Orange alert

Ukraine is in the midst of legislative reform, with outside investment all but drying up. Joanne Harris finds out what effect the uncertainty is having on lawyers in the country

Tax increases are never particularly popular. And it is no ­different in Ukraine, where the government has found itself deluged by protests over proposals to reform the country’s tax code.
The protests, by thousands of small and medium-sized businesses, have caused chaos in Ukraine’s capital Kiev for weeks.

“There’s a lot of grass-roots protests ­popping up all over Ukraine,” notes ­Magisters managing partner Andrew Mac. He adds that his own journey into work was disrupted by the latest round of protests following the passing of the new code by Ukraine’s parliament on 19 November.

The bigger the better

But transport disruption aside, the code is likely to be profitable for lawyers. The draft legislation increases dramatically the tax payable for small and medium-sized ­businesses while reducing it for Ukraine’s big industrial companies.

“We already have a huge amount of clients trying to analyse the draft law,” says Oleh Malskyy, head of the M&A, corporate, ­international trade, energy and antitrust practices at Ukrainian firm Astapov Lawyers. Malskyy says uncertainty still reigns over how the code will come out in the end. Until Ukraine’s president Viktor Yanukovych signs off the legislation it will not become law.

The new legislation is merely part of a wider trend in the country. Since the ­election of the new government in March 2010 Ukraine’s laws have been under intense scrutiny. As well as the tax code, new construction, labour and customs laws are being drafted and a law permitting PPPs was passed in July.

Arzinger senior partner Timur Bondaryev says the PPP law in particular could ­stimulate business for Ukraine and generate deals for lawyers to advise on. “It’s very important for Ukraine because the ­infrastructure’s very old,” he notes. “There’s a huge, huge demand for improvement.”

Regulation and legislation will be a theme in Ukraine for the foreseeable future, says Bondaryev. “I believe we’ll be kept very busy by the legislators,” he adds. “This will be the year of adjustment in the environment of new laws.”

Beware the shadow

The way the new legislation pans out could affect Ukraine’s economy significantly. The country was particularly badly hit by the financial crisis, but has shown signs of ­recovery during 2010.

Some lawyers are warning that small businesses could retreat into the “shadow economy” as a result of the tax code. Any such moves could impact on the overall strength of Ukraine’s real economy and also dealflow, which remains generally slow. As a result, law firms have been forced to ­diversify into new practice areas.

▸ **Data listing**:

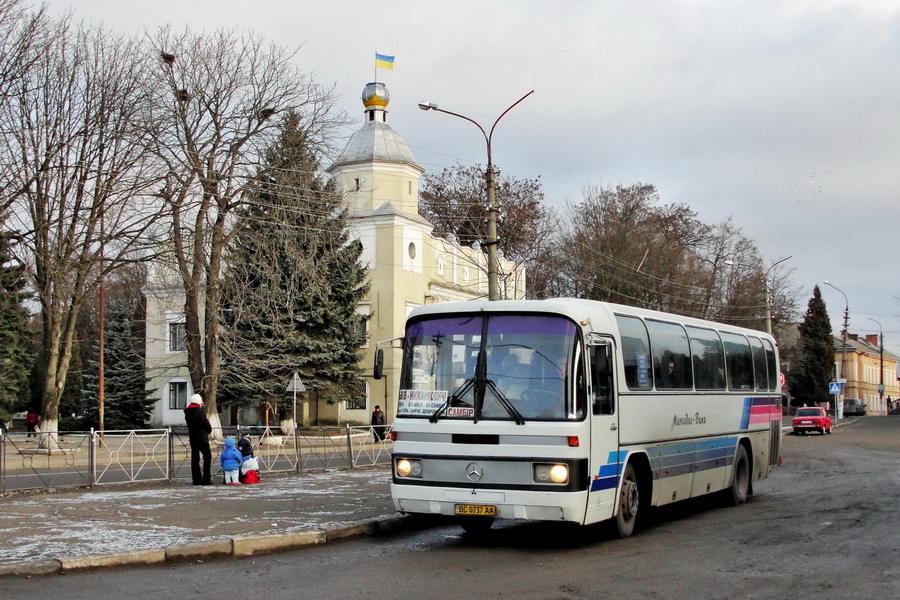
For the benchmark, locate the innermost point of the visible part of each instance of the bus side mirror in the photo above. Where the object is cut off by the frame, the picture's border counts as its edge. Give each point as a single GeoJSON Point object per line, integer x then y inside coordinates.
{"type": "Point", "coordinates": [378, 367]}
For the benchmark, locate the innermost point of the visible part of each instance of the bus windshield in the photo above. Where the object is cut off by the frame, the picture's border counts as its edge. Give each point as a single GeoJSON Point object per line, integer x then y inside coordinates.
{"type": "Point", "coordinates": [490, 366]}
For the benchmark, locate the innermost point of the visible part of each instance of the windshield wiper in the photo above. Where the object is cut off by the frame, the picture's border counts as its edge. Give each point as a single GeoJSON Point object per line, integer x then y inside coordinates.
{"type": "Point", "coordinates": [457, 394]}
{"type": "Point", "coordinates": [504, 401]}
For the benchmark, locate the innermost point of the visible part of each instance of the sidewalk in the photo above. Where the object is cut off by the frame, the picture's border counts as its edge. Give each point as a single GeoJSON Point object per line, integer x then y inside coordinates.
{"type": "Point", "coordinates": [53, 532]}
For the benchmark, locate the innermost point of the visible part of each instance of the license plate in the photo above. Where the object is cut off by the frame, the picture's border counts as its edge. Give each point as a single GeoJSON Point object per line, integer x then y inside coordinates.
{"type": "Point", "coordinates": [476, 510]}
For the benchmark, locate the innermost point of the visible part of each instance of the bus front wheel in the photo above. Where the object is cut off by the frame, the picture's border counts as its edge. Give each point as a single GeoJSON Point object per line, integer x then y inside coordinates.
{"type": "Point", "coordinates": [629, 503]}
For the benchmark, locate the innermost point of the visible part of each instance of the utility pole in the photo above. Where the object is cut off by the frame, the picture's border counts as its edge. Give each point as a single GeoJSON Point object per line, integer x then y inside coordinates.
{"type": "Point", "coordinates": [492, 241]}
{"type": "Point", "coordinates": [837, 411]}
{"type": "Point", "coordinates": [881, 368]}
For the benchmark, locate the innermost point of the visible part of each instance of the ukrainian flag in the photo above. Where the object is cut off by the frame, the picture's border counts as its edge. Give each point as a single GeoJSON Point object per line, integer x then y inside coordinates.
{"type": "Point", "coordinates": [383, 61]}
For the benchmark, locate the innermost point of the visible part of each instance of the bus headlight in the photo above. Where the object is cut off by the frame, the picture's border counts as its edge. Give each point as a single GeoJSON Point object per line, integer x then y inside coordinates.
{"type": "Point", "coordinates": [407, 467]}
{"type": "Point", "coordinates": [545, 473]}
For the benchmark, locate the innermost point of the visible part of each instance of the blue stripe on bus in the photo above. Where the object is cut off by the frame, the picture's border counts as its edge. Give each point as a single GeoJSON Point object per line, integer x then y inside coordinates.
{"type": "Point", "coordinates": [682, 458]}
{"type": "Point", "coordinates": [745, 417]}
{"type": "Point", "coordinates": [608, 476]}
{"type": "Point", "coordinates": [671, 460]}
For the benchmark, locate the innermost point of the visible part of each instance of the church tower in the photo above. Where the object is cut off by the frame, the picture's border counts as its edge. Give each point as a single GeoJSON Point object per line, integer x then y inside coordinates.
{"type": "Point", "coordinates": [379, 181]}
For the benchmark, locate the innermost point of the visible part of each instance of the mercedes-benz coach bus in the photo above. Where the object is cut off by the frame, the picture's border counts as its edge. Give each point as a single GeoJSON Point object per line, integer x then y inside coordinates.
{"type": "Point", "coordinates": [576, 410]}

▸ **Work to complete**:
Revise the passage of the article on Ukraine's legal reform starting at "Tax increases are" and ending at "Kiev for weeks.", writing it out again with "Kiev" changed to "Kyiv".

▸ **Result of this task**:
Tax increases are never particularly popular. And it is no ­different in Ukraine, where the government has found itself deluged by protests over proposals to reform the country’s tax code.
The protests, by thousands of small and medium-sized businesses, have caused chaos in Ukraine’s capital Kyiv for weeks.